## EXPLORE THE MATERIAL
A) Answer these from the Bacillus sp. strain TM2 genome report:
(i) How many tRNA-coding sequences does the genome contain?
(ii) What concentration of cesium chloride can strain TM2 grow in?
(iii) Based on 16S rRNA gene sequence identity, which organism does the bacterium appear most closely related to?
B) Write out the part of the Bacillus sp. strain TM2 genome report that starts at "ANNOUNCEMENT" and ends at "sequence identity (2).", word for word.

ABSTRACT
Bacillus sp. strain TM2, an aerobic Gram-positive bacterium, was isolated from a solution of ground Tetragnatha maxillosa spider in saline solution in Japan. Here, we report the complete genome sequence of this bacterium, which has a 3.67-Mbp genome containing 3,702 protein-coding sequences, 24 rRNA-coding sequences, and 81 tRNA-coding sequences.
ANNOUNCEMENT
We report the whole-genome sequence of Bacillus sp. strain TM2, which was isolated from a solution of ground Tetragnatha maxillosa spider isolated in Japan (36.2231N, 139.6347E). The method for isolating strain TM2 from the spider was the same as that reported previously (1). TM2 is a high-concentration-cesium-resistant bacterium that can grow in the presence of 900 mM cesium chloride. This bacterium appeared to be most closely related to Bacillus altitudinis 41KF2bT, based on 16S rRNA gene sequence identity (2).

## DATA TO EXAMINE
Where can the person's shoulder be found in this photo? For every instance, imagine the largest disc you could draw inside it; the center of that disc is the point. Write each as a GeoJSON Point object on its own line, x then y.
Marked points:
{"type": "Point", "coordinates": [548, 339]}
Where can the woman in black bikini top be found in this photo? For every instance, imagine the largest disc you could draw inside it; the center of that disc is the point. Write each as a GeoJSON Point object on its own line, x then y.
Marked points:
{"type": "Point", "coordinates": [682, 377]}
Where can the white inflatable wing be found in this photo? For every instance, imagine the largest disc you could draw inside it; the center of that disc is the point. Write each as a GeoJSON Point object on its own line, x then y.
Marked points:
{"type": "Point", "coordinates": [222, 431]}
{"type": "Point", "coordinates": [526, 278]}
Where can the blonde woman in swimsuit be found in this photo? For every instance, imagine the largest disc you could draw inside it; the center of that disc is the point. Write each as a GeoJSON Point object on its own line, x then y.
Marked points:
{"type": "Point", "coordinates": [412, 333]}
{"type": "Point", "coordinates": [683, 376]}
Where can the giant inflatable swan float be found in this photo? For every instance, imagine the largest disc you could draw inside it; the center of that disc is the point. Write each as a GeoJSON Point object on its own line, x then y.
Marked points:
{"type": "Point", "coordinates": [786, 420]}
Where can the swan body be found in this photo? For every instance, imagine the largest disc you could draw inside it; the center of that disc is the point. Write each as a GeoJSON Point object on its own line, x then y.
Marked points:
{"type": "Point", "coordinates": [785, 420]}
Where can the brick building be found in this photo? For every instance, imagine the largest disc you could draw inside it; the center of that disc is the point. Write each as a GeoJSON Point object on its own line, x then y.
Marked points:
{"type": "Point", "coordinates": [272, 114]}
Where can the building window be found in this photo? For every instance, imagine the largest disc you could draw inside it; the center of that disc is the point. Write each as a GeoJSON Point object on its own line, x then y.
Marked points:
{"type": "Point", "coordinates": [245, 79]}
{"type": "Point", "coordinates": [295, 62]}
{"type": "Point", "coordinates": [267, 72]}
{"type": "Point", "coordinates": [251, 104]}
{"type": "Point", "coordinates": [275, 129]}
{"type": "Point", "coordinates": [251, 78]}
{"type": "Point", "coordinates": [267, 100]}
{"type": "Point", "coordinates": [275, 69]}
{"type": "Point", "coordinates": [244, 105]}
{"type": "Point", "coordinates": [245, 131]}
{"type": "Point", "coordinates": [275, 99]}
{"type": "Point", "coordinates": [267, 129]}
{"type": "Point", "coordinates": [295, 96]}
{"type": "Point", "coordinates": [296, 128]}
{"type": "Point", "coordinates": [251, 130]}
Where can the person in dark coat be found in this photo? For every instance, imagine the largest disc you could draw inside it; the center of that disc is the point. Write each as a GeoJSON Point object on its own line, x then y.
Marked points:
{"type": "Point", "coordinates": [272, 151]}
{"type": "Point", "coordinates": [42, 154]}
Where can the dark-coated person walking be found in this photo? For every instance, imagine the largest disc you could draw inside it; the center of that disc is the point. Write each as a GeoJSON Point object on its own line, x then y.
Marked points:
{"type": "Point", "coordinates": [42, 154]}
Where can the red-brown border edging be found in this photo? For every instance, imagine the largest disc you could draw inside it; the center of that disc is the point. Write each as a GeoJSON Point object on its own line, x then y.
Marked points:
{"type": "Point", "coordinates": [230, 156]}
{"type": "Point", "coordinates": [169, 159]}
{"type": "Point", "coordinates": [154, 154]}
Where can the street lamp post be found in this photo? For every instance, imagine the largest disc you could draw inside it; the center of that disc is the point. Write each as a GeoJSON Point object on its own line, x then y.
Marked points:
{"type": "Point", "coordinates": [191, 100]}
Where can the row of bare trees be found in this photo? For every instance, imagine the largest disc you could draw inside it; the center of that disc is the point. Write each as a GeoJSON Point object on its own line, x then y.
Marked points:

## ANSWER SET
A)
(i) 81
(ii) 900 mM
(iii) Bacillus altitudinis 41KF2bT

B)
ANNOUNCEMENT
We report the whole-genome sequence of Bacillus sp. strain TM2, which was isolated from a solution of ground Tetragnatha maxillosa spider isolated in Japan (36.2231N, 139.6347E). The method for isolating strain TM2 from the spider was the same as that reported previously (1). TM2 is a high-concentration-cesium-resistant bacterium that can grow in the presence of 900 mM cesium chloride. This bacterium appeared to be most closely related to Bacillus altitudinis 41KF2bT, based on 16S rRNA gene sequence identity (2).